낙동강 하구역 퇴적구조 및 원소조성 변화에 관한 연구

  • Received : 2020.12.08
  • Accepted : 2021.07.15
  • Published : 2021.08.31

Abstract

To understand the sedimentary environment of Scirpus planiculmis habitat (Myeongji and Eulsuk tidal flats) in the Nakdong Estuary, this study analyzed the statistical parameters (sorting, skewness, and kurtosis) of grain size data and the major (Al, Fe, Mn, Mg, Ca, Na, K, Ti, and P), minor (Li, Sc, V, Cr, Co, Ni, Cu, Zn, Sr, Zr, Cs, Pb, Th, and U), and rare earth elements (REEs) in sediment cores. For Myeongji, the sediment structure of the upper part of the cores was poorly sorted, more finely skewed, and more leptokurtic due to construction of the West gate. By contrast, the Eulsuk cores all differed due to the contrasting floodgate operation patterns of the West and East gates. The linear discriminate function (LDF) results corresponded to the statistical parameters for grain size. At the Eulsuk tidal flat (sites ES05 and ES11), elemental distributions were representative of Al-, Fe- and Ca-associated profiles, in which the elements are largely controlled by the accumulation of their host minerals (such as Na- and K-aluminosilicate and ferromagnesium silicate) and heavy detrital minerals at the sites. Detrital minerals including the aluminosilicates are major factors in the elemental compositions at ES05, diluting the REE contents. However, clay minerals and Fe-oxyhydroxides, as well as REE-enriched heavy minerals, appeared to be controlling factors of the elemental composition at ES11. Therefore, the mineral fractionation process is important in determining the elemental composition during sedimentation, which reflects the depositional condition of riverine-saline water mixing at both sites.

-- 과제 --
A) 다음 진술 (i)~(iii)이 위의 낙동강 하구역 퇴적 연구 지문과 일치하는지 판단하고, 각각 예 또는 아니요로 답한 뒤 판단의 근거가 되는 지문의 구절을 정확히 인용하시오. (i) 명지 코어 상부의 퇴적구조는 분급이 불량하다. (ii) 을숙도 코어들은 모두 같은 양상을 보였다. (iii) ES05 지점에서는 쇄설성 광물이 희토류 원소 함량을 희석한다.
B) 위의 낙동강 하구역 퇴적 연구 지문이 끝나는 곳에서부터 그다음에 올 부분을 이어서 쓰시오.

-- 제공 자료 --
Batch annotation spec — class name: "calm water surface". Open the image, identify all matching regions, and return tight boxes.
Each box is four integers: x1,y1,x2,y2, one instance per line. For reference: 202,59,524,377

-- 과제별 답 --
A)
(i) 예 — "the sediment structure of the upper part of the cores was poorly sorted"
(ii) 아니요 — "the Eulsuk cores all differed"
(iii) 예 — "Detrital minerals including the aluminosilicates are major factors in the elemental compositions at ES05, diluting the REE contents."

B)
낙동강 하구 새섬매자기 식생지역의 수리역학적 퇴적환경을 알아보기 위하여 명지와 을숙도 조간대에서 6개의 퇴적물 코어를 채취하여 퇴적물 입도와 원소분석 (주원소, 미량원소, 희토류 원소)을 수행하였다. 명지 조간대의 퇴적환경은 낙동강 하구둑 좌측 수문의 영향 때문에 퇴적물 상부 (~ 15 cm)에서 분급도가 불량하고 왜도 및 첨도는 양의 값을 보였다. 반면에 을숙도 조간대는 주 수문뿐만 아니라 좌측 수문의 방류 영향으로 정점 별로 서로 다른 퇴적상을 보였다. 퇴적환경의 변화를 알아보기 위하여 분급도, 왜도 및 첨도 등을 이용하여 Linear Discriminate Function (LDF) 분석을 진행하였으며, 그 결과 퇴적물 상부에서 주로 에너지가 강한 퇴적환경이 나타났다. 을숙도 조간대의 ES05 (식생지역)와 ES11 (비 식생지역) 정점의 원소분포는 크게 Al, Fe 및 Ca 주요원소들의 분포와 관련하는 광물구성의 영향을 받는다. 알루미노실리케이트(Aluminosilicate)를 포함하는 쇄설성 광물들은 퇴적물의 희토류 함량을 희석시키며, 특히 ES05 정점 퇴적물의 원소조성을 결정하는 주요 요인으로 작용하였다. 반면에 ES11 정점의 원소조성은 점토광물과 철수산화물, 그리고 희토류 함량이 높은 중광물에 의해 조절되는 것으로 나타났다. 따라서 새섬매자기 조간대 퇴적물의 원소조성은 광물 분별 과정의 영향을 받으며, 이는 담수-해수 혼합 지역의 퇴적환경을 반영한다.

Keywords

Acknowledgement

This study was supported by Korea Institute of Ocean Science and Technology (KIOST) under the research program entitled 'A Study on the Integrated Management of Marine Space'. The authors would like to thank the anonymous reviewers for their constructive comments.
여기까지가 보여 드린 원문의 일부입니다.